*Exercise instructions:* Output the full listing below exactly.

*Records shown:*

- - -

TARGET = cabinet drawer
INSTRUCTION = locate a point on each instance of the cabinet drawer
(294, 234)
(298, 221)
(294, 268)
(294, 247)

- - -

*Solution below:*
TARGET = cabinet drawer
INSTRUCTION = locate a point on each instance of the cabinet drawer
(294, 234)
(298, 221)
(294, 268)
(294, 247)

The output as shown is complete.